BEGIN Listing
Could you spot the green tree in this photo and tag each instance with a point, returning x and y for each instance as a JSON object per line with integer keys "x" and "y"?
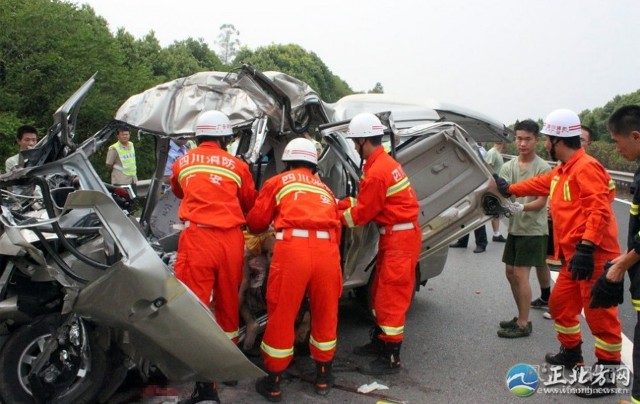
{"x": 377, "y": 89}
{"x": 297, "y": 62}
{"x": 184, "y": 58}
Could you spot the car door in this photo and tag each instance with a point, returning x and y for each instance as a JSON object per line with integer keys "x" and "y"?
{"x": 451, "y": 181}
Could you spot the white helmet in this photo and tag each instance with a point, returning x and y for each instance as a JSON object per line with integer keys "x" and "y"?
{"x": 561, "y": 123}
{"x": 365, "y": 124}
{"x": 300, "y": 149}
{"x": 213, "y": 123}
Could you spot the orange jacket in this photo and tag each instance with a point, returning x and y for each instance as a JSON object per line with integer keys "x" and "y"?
{"x": 294, "y": 199}
{"x": 216, "y": 188}
{"x": 580, "y": 195}
{"x": 386, "y": 195}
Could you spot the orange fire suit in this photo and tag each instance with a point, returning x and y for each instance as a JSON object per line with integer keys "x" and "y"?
{"x": 387, "y": 198}
{"x": 580, "y": 195}
{"x": 306, "y": 257}
{"x": 215, "y": 188}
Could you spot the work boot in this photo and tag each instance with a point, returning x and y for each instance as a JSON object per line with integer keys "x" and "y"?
{"x": 602, "y": 380}
{"x": 269, "y": 387}
{"x": 374, "y": 347}
{"x": 203, "y": 393}
{"x": 388, "y": 363}
{"x": 567, "y": 357}
{"x": 513, "y": 323}
{"x": 324, "y": 378}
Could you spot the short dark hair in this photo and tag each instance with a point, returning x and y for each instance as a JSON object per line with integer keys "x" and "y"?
{"x": 25, "y": 129}
{"x": 528, "y": 125}
{"x": 625, "y": 120}
{"x": 572, "y": 142}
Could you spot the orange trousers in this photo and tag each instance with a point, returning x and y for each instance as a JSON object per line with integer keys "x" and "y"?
{"x": 300, "y": 265}
{"x": 209, "y": 262}
{"x": 567, "y": 300}
{"x": 394, "y": 281}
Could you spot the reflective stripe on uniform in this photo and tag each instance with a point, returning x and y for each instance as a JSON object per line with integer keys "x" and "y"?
{"x": 299, "y": 187}
{"x": 567, "y": 330}
{"x": 348, "y": 218}
{"x": 398, "y": 186}
{"x": 210, "y": 170}
{"x": 127, "y": 158}
{"x": 323, "y": 346}
{"x": 552, "y": 187}
{"x": 392, "y": 330}
{"x": 608, "y": 347}
{"x": 232, "y": 334}
{"x": 276, "y": 353}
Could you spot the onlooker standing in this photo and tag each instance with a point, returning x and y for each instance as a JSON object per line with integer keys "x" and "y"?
{"x": 495, "y": 160}
{"x": 217, "y": 190}
{"x": 306, "y": 259}
{"x": 121, "y": 159}
{"x": 526, "y": 243}
{"x": 177, "y": 148}
{"x": 585, "y": 237}
{"x": 387, "y": 198}
{"x": 608, "y": 291}
{"x": 26, "y": 137}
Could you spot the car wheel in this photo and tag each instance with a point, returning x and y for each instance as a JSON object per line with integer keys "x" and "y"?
{"x": 20, "y": 352}
{"x": 363, "y": 293}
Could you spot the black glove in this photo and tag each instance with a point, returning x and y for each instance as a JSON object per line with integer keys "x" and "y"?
{"x": 604, "y": 293}
{"x": 581, "y": 264}
{"x": 503, "y": 185}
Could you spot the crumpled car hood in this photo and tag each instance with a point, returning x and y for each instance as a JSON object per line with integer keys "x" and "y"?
{"x": 171, "y": 108}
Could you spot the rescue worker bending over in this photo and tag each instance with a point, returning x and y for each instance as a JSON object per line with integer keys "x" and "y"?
{"x": 585, "y": 237}
{"x": 306, "y": 257}
{"x": 387, "y": 198}
{"x": 216, "y": 189}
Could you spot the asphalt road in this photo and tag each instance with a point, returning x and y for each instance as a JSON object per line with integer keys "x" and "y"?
{"x": 451, "y": 351}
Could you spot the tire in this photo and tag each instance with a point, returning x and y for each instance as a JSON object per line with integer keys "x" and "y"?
{"x": 25, "y": 344}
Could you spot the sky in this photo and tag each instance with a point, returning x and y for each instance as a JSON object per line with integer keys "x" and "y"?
{"x": 509, "y": 59}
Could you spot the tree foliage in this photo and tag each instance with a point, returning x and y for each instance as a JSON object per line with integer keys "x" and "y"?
{"x": 377, "y": 89}
{"x": 297, "y": 62}
{"x": 596, "y": 119}
{"x": 228, "y": 42}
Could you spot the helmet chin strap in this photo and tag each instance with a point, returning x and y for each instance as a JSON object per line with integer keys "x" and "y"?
{"x": 360, "y": 152}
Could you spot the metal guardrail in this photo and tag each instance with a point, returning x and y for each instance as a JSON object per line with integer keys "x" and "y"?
{"x": 620, "y": 177}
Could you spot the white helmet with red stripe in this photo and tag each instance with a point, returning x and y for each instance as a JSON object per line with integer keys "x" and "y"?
{"x": 561, "y": 123}
{"x": 300, "y": 149}
{"x": 213, "y": 123}
{"x": 365, "y": 124}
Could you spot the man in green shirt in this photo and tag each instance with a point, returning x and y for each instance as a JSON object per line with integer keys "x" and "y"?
{"x": 526, "y": 244}
{"x": 495, "y": 160}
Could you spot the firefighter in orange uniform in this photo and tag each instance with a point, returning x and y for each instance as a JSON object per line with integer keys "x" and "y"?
{"x": 216, "y": 189}
{"x": 387, "y": 198}
{"x": 306, "y": 258}
{"x": 585, "y": 236}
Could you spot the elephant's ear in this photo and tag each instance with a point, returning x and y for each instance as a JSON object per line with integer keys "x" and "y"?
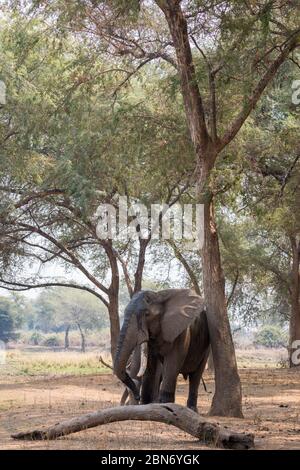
{"x": 181, "y": 309}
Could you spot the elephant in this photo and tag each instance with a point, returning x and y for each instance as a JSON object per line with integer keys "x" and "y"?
{"x": 135, "y": 369}
{"x": 172, "y": 327}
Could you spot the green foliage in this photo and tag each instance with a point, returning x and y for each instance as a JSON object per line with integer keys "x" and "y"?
{"x": 36, "y": 338}
{"x": 271, "y": 336}
{"x": 6, "y": 321}
{"x": 51, "y": 341}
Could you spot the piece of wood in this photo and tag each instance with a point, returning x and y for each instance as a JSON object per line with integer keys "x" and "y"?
{"x": 170, "y": 413}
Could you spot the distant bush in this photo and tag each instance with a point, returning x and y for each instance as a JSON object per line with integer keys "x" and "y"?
{"x": 52, "y": 341}
{"x": 271, "y": 336}
{"x": 36, "y": 338}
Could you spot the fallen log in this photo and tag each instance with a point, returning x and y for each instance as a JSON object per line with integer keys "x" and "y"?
{"x": 170, "y": 413}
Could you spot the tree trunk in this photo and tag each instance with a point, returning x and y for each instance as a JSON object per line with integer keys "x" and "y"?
{"x": 210, "y": 362}
{"x": 113, "y": 310}
{"x": 82, "y": 338}
{"x": 169, "y": 413}
{"x": 227, "y": 400}
{"x": 67, "y": 344}
{"x": 294, "y": 333}
{"x": 113, "y": 295}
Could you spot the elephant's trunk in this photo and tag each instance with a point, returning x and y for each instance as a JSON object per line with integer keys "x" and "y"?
{"x": 127, "y": 341}
{"x": 144, "y": 359}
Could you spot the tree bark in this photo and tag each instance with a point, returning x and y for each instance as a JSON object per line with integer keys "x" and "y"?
{"x": 67, "y": 344}
{"x": 294, "y": 331}
{"x": 170, "y": 413}
{"x": 113, "y": 295}
{"x": 227, "y": 400}
{"x": 82, "y": 338}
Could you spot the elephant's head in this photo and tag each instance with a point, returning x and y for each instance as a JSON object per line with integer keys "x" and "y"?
{"x": 166, "y": 314}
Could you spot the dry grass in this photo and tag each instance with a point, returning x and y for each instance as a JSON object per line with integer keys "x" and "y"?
{"x": 44, "y": 363}
{"x": 271, "y": 398}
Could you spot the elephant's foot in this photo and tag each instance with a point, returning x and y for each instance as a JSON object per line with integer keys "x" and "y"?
{"x": 166, "y": 397}
{"x": 193, "y": 408}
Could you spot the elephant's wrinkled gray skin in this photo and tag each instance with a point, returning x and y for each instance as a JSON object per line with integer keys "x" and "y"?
{"x": 133, "y": 370}
{"x": 173, "y": 323}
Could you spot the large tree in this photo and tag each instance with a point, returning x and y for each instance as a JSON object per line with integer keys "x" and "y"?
{"x": 238, "y": 47}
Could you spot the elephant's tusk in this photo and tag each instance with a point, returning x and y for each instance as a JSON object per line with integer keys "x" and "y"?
{"x": 144, "y": 359}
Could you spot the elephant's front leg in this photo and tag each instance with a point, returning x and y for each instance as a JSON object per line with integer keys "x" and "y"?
{"x": 149, "y": 392}
{"x": 171, "y": 368}
{"x": 194, "y": 381}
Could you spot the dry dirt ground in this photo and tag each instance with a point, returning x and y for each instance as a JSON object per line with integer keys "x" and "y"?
{"x": 271, "y": 408}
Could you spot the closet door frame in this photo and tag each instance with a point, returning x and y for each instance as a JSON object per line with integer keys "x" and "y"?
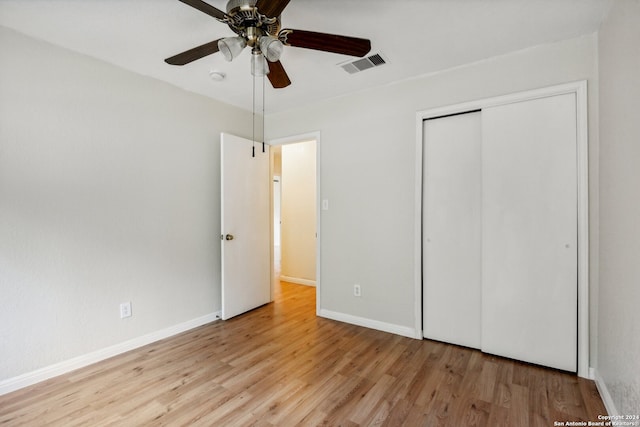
{"x": 578, "y": 88}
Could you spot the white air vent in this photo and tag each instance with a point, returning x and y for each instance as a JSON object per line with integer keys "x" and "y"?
{"x": 362, "y": 64}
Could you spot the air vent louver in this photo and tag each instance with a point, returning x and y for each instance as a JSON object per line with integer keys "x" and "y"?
{"x": 362, "y": 64}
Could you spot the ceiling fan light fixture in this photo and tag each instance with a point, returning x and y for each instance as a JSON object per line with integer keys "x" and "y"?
{"x": 271, "y": 48}
{"x": 259, "y": 66}
{"x": 231, "y": 47}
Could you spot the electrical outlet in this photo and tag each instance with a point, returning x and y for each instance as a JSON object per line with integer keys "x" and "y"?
{"x": 125, "y": 310}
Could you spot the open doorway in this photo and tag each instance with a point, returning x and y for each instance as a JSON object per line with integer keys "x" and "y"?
{"x": 295, "y": 210}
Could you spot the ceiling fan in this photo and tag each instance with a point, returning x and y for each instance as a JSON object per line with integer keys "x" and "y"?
{"x": 257, "y": 25}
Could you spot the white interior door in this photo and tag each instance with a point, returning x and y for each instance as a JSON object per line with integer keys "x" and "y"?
{"x": 529, "y": 299}
{"x": 246, "y": 271}
{"x": 452, "y": 185}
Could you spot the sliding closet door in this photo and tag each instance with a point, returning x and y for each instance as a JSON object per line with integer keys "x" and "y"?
{"x": 451, "y": 229}
{"x": 529, "y": 268}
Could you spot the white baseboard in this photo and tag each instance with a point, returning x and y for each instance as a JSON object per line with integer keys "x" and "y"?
{"x": 42, "y": 374}
{"x": 604, "y": 393}
{"x": 405, "y": 331}
{"x": 298, "y": 280}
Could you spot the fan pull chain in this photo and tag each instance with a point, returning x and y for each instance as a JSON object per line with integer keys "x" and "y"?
{"x": 263, "y": 114}
{"x": 253, "y": 119}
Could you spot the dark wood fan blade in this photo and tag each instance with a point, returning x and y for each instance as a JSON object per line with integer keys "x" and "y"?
{"x": 277, "y": 75}
{"x": 206, "y": 8}
{"x": 271, "y": 8}
{"x": 326, "y": 42}
{"x": 193, "y": 54}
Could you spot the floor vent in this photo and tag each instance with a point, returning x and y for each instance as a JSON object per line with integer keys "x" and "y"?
{"x": 362, "y": 64}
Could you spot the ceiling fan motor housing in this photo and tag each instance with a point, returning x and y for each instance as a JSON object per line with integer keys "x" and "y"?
{"x": 244, "y": 15}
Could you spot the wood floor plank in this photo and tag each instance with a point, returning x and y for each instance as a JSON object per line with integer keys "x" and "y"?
{"x": 280, "y": 365}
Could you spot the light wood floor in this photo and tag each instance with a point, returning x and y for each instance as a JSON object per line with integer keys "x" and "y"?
{"x": 280, "y": 365}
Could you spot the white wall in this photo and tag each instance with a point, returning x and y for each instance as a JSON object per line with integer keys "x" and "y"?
{"x": 109, "y": 192}
{"x": 368, "y": 170}
{"x": 298, "y": 204}
{"x": 619, "y": 302}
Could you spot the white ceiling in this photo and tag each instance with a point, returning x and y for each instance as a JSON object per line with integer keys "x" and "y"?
{"x": 416, "y": 37}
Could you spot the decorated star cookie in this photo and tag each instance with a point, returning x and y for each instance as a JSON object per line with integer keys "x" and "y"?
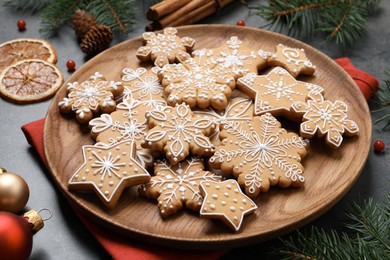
{"x": 234, "y": 56}
{"x": 128, "y": 122}
{"x": 108, "y": 170}
{"x": 178, "y": 131}
{"x": 260, "y": 154}
{"x": 198, "y": 83}
{"x": 143, "y": 85}
{"x": 275, "y": 92}
{"x": 91, "y": 96}
{"x": 239, "y": 109}
{"x": 175, "y": 185}
{"x": 324, "y": 118}
{"x": 292, "y": 59}
{"x": 165, "y": 48}
{"x": 225, "y": 201}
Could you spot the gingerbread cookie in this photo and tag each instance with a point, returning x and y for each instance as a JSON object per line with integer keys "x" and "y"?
{"x": 225, "y": 201}
{"x": 260, "y": 154}
{"x": 198, "y": 83}
{"x": 236, "y": 57}
{"x": 292, "y": 59}
{"x": 128, "y": 122}
{"x": 143, "y": 85}
{"x": 178, "y": 131}
{"x": 176, "y": 185}
{"x": 239, "y": 109}
{"x": 91, "y": 96}
{"x": 275, "y": 92}
{"x": 324, "y": 118}
{"x": 108, "y": 170}
{"x": 165, "y": 48}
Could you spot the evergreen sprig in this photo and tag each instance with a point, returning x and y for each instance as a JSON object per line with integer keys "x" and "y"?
{"x": 383, "y": 99}
{"x": 367, "y": 236}
{"x": 342, "y": 20}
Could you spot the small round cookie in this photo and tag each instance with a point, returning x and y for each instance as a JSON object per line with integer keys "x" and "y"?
{"x": 177, "y": 131}
{"x": 108, "y": 170}
{"x": 275, "y": 92}
{"x": 176, "y": 185}
{"x": 324, "y": 118}
{"x": 225, "y": 201}
{"x": 91, "y": 96}
{"x": 260, "y": 153}
{"x": 164, "y": 48}
{"x": 293, "y": 60}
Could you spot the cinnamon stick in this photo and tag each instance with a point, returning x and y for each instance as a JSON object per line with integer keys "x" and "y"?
{"x": 163, "y": 8}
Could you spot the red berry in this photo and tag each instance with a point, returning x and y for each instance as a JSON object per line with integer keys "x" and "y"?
{"x": 240, "y": 23}
{"x": 379, "y": 146}
{"x": 21, "y": 25}
{"x": 71, "y": 65}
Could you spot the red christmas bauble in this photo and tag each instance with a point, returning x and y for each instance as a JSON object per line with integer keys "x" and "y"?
{"x": 15, "y": 237}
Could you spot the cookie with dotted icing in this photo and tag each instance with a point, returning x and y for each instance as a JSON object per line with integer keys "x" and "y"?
{"x": 176, "y": 185}
{"x": 324, "y": 118}
{"x": 143, "y": 85}
{"x": 293, "y": 60}
{"x": 128, "y": 122}
{"x": 108, "y": 170}
{"x": 198, "y": 83}
{"x": 260, "y": 153}
{"x": 177, "y": 131}
{"x": 225, "y": 201}
{"x": 164, "y": 48}
{"x": 238, "y": 109}
{"x": 275, "y": 92}
{"x": 90, "y": 97}
{"x": 236, "y": 57}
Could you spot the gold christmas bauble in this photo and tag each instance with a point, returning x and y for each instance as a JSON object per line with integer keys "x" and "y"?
{"x": 14, "y": 192}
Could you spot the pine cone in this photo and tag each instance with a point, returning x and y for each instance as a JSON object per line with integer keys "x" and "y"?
{"x": 82, "y": 22}
{"x": 97, "y": 39}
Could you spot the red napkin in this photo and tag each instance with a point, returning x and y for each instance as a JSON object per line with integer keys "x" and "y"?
{"x": 123, "y": 248}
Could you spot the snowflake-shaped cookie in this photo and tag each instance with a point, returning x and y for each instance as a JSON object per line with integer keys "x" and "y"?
{"x": 225, "y": 201}
{"x": 91, "y": 96}
{"x": 197, "y": 82}
{"x": 234, "y": 56}
{"x": 165, "y": 48}
{"x": 108, "y": 170}
{"x": 178, "y": 131}
{"x": 323, "y": 117}
{"x": 175, "y": 185}
{"x": 143, "y": 85}
{"x": 275, "y": 92}
{"x": 127, "y": 123}
{"x": 261, "y": 154}
{"x": 239, "y": 109}
{"x": 292, "y": 59}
END Listing
Problem to solve – Write out, word for word, the line containing "Could you spot the gold" and every line after it to the end of the data above.

Task solution –
Could you spot the gold christmas bauble in this photo and tag each instance with a point, returning x and y for each instance as a JSON object per line with integer keys "x" and "y"?
{"x": 14, "y": 192}
Could you spot the pine cone in this photo and tag each instance with a point, returning x and y for each instance as a JSON object per line with integer keys "x" and "y"?
{"x": 82, "y": 22}
{"x": 97, "y": 39}
Could you spot the red napkin in this photo and tag each instance with a point, returning x and y for each instance as a JSON object per line with integer keys "x" and "y"?
{"x": 123, "y": 248}
Could you spot the snowflake-shaped cookie in this photo and tag each instance with a point, returning x and y for each instance as a JSON object per line with integer keys "x" and "y"?
{"x": 225, "y": 201}
{"x": 91, "y": 96}
{"x": 197, "y": 82}
{"x": 234, "y": 56}
{"x": 165, "y": 48}
{"x": 108, "y": 170}
{"x": 178, "y": 131}
{"x": 323, "y": 117}
{"x": 175, "y": 185}
{"x": 143, "y": 85}
{"x": 275, "y": 92}
{"x": 127, "y": 123}
{"x": 261, "y": 154}
{"x": 239, "y": 109}
{"x": 292, "y": 59}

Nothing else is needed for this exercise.